* Complete the following
a. In the post about money boundaries with family, how many times had the uncle used the line about his health when he called asking for money?
b. Gather every line of the records that contains the string "hair". Case counts.

When it comes to finances, it is often best to have healthy boundaries with your family and friends. It is almost impossible to build wealth without establishing healthy boundaries and I have learnt this the hard way.

Late this evening, an uncle of mine called asking for money. He complained that his health is in a critical state and he needed some money to get drugs. This is the third time he was using that line. I did not give him the money and i have been filled with guilt and anger ever since.

I felt guilty because i had the money (although it is set aside for something else). I felt angry because i know how i have struggled alone with my family for years and now people who never cared to be there for us are making requests. It is the audacity for me.

Don't get me wrong, i dont mind helping, but I hate the emotional manipulation. Remembering some of the hurtful things he said about father makes it even more difficult to help but i have outgrown that to some extent. I just can’t give more than i am already giving.

Being the eldest child and beard winner of my family, I have had to make several financial decisions that we're not favourable to my long-term plan. However, I am at a point where I don't feel I need to make such sacrifices any more.

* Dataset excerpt
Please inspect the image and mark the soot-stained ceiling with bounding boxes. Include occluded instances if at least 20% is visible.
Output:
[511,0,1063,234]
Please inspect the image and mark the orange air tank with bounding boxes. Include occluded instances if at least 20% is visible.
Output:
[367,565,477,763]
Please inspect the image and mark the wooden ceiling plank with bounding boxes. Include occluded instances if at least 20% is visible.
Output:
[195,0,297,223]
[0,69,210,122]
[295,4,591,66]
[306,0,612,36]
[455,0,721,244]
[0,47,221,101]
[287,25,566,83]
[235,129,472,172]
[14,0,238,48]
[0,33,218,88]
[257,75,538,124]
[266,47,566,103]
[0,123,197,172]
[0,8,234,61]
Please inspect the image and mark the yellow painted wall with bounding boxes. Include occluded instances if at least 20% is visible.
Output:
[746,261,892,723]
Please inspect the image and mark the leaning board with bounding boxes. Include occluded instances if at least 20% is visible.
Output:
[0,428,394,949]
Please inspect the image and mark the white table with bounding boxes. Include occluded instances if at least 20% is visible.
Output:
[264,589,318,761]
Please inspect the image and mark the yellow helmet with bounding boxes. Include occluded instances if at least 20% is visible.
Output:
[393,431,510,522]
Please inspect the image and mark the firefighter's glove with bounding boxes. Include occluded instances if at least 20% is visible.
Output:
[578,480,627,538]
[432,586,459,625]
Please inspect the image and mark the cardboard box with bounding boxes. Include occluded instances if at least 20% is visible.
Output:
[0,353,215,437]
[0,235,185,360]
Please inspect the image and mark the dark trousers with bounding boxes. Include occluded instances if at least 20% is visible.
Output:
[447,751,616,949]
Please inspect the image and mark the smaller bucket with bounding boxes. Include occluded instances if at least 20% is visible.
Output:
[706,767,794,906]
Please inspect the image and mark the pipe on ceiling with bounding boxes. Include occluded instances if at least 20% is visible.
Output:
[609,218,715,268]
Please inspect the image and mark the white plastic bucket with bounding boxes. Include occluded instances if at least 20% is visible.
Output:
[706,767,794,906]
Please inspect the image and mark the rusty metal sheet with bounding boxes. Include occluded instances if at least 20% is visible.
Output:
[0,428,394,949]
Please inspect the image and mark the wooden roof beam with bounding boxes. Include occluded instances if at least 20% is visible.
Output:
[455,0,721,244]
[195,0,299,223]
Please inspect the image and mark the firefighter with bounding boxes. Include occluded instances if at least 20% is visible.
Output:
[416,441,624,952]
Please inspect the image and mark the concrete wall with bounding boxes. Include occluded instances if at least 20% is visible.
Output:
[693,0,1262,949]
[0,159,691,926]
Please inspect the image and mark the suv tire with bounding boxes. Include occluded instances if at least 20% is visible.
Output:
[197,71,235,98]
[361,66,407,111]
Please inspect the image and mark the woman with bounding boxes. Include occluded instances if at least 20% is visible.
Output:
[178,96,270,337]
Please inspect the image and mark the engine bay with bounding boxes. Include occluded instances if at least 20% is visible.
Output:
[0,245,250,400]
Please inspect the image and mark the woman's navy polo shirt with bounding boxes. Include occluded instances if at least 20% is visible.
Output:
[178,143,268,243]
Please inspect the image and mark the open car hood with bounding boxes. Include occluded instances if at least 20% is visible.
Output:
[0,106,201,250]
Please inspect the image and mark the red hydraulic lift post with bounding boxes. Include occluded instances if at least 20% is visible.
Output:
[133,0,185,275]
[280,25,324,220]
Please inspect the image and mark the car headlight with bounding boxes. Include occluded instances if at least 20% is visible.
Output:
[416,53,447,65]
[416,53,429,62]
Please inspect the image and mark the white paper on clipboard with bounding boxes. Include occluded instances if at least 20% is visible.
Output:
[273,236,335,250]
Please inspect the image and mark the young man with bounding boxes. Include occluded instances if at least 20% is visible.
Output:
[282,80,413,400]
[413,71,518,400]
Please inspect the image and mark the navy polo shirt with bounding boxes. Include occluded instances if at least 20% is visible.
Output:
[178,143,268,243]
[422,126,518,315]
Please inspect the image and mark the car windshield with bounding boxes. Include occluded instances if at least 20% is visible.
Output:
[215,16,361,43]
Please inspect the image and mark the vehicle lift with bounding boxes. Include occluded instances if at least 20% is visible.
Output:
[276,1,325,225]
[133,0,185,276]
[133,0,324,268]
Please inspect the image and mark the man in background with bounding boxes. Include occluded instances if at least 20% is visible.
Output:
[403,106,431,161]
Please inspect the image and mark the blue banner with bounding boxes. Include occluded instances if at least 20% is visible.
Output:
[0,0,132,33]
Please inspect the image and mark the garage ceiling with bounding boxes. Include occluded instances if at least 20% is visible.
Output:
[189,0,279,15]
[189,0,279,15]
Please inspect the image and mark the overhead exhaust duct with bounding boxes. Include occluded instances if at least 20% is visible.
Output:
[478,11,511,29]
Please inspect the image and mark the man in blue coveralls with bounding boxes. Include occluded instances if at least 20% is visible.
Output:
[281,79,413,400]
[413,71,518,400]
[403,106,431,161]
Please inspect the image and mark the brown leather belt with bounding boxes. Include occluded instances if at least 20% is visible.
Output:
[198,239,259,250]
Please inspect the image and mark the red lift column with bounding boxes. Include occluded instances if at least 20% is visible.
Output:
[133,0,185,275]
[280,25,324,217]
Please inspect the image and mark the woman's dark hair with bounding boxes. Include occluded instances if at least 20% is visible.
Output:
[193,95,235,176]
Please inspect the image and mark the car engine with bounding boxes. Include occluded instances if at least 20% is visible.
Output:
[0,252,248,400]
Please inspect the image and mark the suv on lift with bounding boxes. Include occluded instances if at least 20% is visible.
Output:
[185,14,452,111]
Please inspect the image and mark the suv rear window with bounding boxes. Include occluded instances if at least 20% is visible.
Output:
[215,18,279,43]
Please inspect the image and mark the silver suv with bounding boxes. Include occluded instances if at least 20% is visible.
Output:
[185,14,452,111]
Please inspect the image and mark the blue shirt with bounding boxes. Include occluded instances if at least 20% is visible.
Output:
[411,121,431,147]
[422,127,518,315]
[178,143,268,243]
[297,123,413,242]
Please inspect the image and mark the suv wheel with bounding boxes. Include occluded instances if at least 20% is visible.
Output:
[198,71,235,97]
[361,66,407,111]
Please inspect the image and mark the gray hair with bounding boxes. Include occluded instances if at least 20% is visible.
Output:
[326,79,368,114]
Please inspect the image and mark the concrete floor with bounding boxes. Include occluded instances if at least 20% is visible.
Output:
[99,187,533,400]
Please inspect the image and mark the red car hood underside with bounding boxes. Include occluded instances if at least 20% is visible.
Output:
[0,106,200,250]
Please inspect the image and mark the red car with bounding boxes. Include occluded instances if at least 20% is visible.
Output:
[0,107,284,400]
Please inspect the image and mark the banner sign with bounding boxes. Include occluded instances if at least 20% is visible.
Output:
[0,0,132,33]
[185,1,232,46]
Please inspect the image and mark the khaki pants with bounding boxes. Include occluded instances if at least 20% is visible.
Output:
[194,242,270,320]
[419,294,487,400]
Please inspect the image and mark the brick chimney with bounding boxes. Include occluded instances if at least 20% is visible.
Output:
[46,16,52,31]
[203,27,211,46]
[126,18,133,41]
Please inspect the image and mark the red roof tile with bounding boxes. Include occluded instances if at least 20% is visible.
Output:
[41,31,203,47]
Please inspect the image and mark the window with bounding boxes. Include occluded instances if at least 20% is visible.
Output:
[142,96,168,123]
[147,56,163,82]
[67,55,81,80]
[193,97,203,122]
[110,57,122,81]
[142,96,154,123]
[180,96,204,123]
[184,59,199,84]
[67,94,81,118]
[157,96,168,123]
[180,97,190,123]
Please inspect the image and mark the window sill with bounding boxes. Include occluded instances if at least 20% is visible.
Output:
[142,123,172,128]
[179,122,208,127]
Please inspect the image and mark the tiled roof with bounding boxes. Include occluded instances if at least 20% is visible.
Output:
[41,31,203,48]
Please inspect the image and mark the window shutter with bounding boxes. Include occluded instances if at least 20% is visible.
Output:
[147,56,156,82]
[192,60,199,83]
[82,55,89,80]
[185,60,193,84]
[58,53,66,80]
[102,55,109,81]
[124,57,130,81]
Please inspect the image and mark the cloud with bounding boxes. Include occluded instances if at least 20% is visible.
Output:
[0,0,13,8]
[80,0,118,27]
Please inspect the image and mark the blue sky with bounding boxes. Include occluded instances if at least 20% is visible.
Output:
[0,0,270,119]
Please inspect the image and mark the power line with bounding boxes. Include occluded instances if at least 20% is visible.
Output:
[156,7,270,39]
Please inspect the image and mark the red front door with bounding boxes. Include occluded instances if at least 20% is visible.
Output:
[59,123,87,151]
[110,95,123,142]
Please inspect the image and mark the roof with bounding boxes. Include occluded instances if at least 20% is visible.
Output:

* Task-by-task solutions
a. It was the third time he had used that line.

b.
Please inspect the image and mark the woman's dark hair with bounding boxes. Include occluded instances if at least 20% is visible.
Please inspect the image and mark the gray hair with bounding boxes. Include occluded instances if at least 20% is visible.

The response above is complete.